## Goal:
Please locate each line in the records below that contains the string "object", matching case exactly, and copy those lines out.

* begin Available data *

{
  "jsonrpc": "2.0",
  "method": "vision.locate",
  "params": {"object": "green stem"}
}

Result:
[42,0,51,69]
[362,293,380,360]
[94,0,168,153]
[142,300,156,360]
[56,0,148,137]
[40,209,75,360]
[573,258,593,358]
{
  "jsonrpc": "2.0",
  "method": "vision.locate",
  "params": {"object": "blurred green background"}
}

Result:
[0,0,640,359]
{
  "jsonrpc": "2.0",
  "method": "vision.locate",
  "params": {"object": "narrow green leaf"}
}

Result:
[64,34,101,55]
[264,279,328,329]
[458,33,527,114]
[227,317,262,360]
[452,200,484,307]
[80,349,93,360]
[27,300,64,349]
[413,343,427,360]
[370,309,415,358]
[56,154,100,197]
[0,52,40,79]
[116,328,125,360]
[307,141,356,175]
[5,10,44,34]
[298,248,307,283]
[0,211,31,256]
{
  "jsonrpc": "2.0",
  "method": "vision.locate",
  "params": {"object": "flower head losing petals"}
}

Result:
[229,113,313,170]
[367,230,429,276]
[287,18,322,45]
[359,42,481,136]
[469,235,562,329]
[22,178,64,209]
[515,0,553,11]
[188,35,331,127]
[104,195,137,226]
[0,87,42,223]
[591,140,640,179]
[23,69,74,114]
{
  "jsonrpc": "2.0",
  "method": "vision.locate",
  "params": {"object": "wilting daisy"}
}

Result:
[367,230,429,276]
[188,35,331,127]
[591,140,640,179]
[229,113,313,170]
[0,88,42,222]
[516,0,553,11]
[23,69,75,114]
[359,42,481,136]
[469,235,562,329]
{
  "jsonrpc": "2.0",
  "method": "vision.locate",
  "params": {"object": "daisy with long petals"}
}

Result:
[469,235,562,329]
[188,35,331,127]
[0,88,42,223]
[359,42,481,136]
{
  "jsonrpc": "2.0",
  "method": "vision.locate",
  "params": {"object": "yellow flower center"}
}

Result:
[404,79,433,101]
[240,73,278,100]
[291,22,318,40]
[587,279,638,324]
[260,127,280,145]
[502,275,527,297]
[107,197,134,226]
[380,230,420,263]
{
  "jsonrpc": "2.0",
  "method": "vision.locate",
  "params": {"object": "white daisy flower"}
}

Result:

* end Available data *

## Written response:
  "params": {"object": "green stem"}
  "params": {"object": "blurred green background"}
  "params": {"object": "narrow green leaf"}
  "params": {"object": "flower head losing petals"}
  "params": {"object": "wilting daisy"}
  "params": {"object": "daisy with long petals"}
  "params": {"object": "yellow flower center"}
  "params": {"object": "white daisy flower"}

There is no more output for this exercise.